» What the task requires:
Lines before the one containing "# format: one" are left out. Retype that line and the rest through the end of the material exactly.

» Supplied data:
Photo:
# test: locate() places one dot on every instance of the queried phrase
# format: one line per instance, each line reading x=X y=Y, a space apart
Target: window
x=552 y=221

» Result of the exercise:
# format: one line per instance, each line reading x=X y=Y, a space apart
Target: window
x=552 y=221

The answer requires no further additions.